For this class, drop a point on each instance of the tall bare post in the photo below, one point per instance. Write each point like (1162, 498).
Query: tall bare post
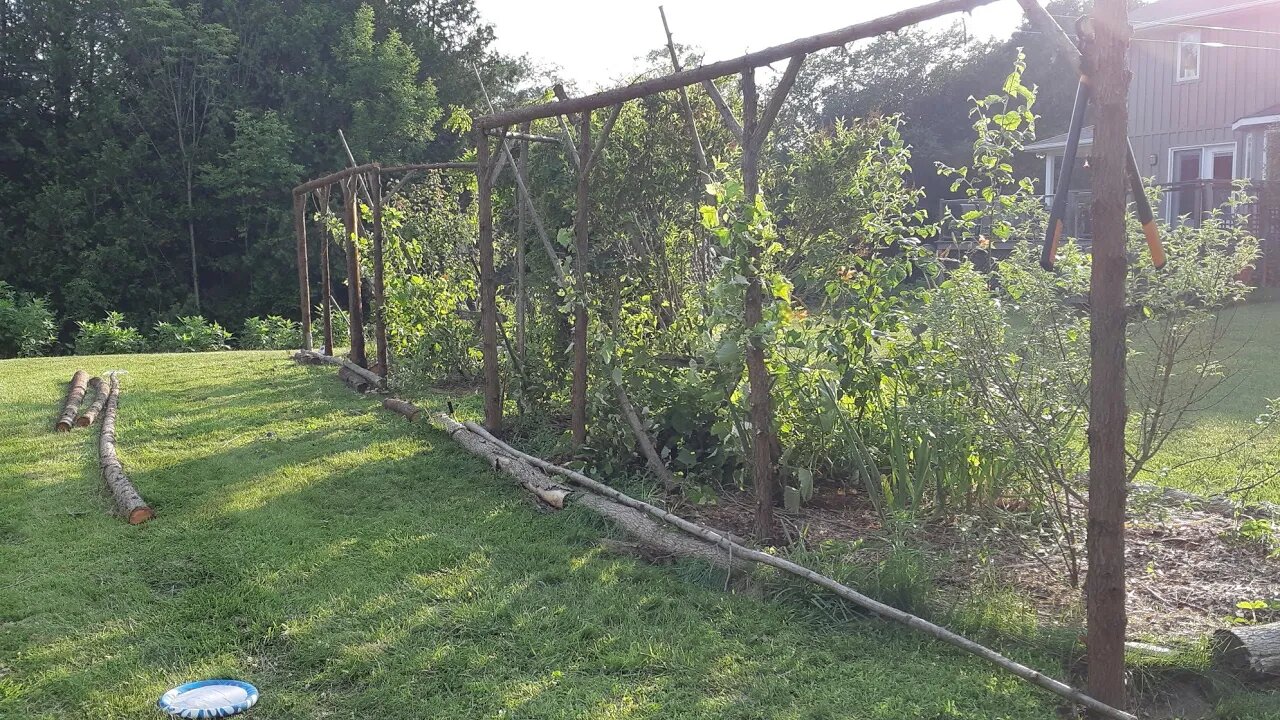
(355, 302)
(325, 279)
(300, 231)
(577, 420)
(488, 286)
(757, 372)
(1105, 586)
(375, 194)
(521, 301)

• Problem to solve:
In this exercise, set down all of the data exactly, without the pictures.

• Reply to the task:
For this class, drop a point on each instance of the tall bare post in the photo below, one point per instance. Write each point like (1162, 498).
Query: tall bare post
(355, 302)
(325, 279)
(300, 231)
(577, 420)
(488, 286)
(757, 372)
(1105, 586)
(375, 194)
(521, 301)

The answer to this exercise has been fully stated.